=== Extracted data entries ===
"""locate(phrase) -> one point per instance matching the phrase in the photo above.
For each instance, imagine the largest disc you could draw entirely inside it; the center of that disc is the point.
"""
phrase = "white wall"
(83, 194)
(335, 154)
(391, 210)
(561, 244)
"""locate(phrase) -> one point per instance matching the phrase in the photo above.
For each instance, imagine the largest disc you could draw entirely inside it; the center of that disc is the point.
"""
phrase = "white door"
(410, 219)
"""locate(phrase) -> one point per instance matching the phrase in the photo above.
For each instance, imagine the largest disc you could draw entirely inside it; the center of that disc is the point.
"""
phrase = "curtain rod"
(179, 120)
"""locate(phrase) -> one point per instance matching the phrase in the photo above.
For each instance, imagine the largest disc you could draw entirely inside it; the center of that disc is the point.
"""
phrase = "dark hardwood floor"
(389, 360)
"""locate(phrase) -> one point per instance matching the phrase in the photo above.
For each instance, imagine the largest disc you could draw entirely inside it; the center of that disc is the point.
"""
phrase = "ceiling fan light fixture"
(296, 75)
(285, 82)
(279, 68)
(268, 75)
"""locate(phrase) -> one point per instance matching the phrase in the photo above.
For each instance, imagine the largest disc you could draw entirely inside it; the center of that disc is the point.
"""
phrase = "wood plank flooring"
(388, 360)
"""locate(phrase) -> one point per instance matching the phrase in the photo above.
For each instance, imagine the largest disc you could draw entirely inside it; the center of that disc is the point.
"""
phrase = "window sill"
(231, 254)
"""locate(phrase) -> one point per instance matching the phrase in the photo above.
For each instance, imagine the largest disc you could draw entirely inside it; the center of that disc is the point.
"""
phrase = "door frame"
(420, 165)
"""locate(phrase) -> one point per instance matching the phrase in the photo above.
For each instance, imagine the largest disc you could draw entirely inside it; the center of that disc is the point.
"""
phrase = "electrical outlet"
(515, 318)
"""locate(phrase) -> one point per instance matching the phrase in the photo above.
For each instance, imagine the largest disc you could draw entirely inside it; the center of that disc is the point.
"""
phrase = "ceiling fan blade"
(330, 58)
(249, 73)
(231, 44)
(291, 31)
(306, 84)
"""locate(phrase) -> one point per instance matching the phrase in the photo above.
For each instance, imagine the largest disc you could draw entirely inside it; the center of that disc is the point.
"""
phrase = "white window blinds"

=== TASK OBJECTIVE ===
Copy down the complete data exactly as supplied.

=== EXERCISE SOLUTION ===
"""locate(phrase) -> one point per instance matching the phrase in the photo above.
For each instance, imagine the largest disc you could draw entirely inside it; the center of that disc is the point.
"""
phrase = "white wall"
(83, 194)
(335, 154)
(391, 210)
(561, 244)
"""locate(phrase) -> one point per instance matching the phrase in the photo above.
For each instance, imagine the largest disc you could draw entirely inside it; the center of that disc is the point.
"""
phrase = "white door"
(410, 219)
"""locate(phrase) -> one point per instance matching the phrase in the photo above.
For each instance, imagine the largest disc you could draw entirely inside it; the center of that disc is the point.
"""
phrase = "curtain rod"
(179, 120)
"""locate(phrase) -> one point per instance matching the phrase in the photo above.
For each instance, imagine the largest disc you could draw entirely inside it; the center of that disc is the point.
"""
phrase = "dark hardwood floor"
(389, 360)
"""locate(phrase) -> one point per instance matching the phrase in the photo above.
For each instance, imagine the largest disc you could draw entirely inside it; the center of that disc is the point.
"""
phrase = "ceiling fan light fixture"
(296, 75)
(285, 82)
(279, 68)
(268, 75)
"""locate(phrase) -> one point per instance matching the phrase in the photo above.
For each instance, imagine the largest disc you could draw entirely inside it; the center of that disc is the point.
"""
phrase = "wood plank flooring"
(388, 360)
"""locate(phrase) -> one point per instance matching the phrase in the photo above.
For each instance, imagine the largest disc you could draw entirely inside it; the center of that disc is the point.
"""
phrase = "window sill"
(231, 254)
"""locate(phrase) -> one point per instance matching the phrase in the photo above.
For each instance, imagine the largest disc you could draw entirely inside it; the center of that disc is the point.
"""
phrase = "door frame"
(420, 165)
"""locate(phrase) -> one point per instance matching the phrase in the photo above.
For each instance, imagine the largest disc you could draw entirely inside it; the center of that disc is the point.
"""
phrase = "electrical outlet"
(515, 318)
"""locate(phrase) -> one point per instance matching the phrase in the photo above.
For each instance, imagine the largest disc you could draw entirely inside it; the center of that disc is the point.
"""
phrase = "ceiling fan blade"
(330, 58)
(249, 73)
(231, 44)
(291, 31)
(306, 84)
"""locate(phrase) -> one point per instance matching the phrase in the photo above.
For each instance, imagine the largest disc you could draw entirely inside it; the center of that disc is the point.
"""
phrase = "white window blinds"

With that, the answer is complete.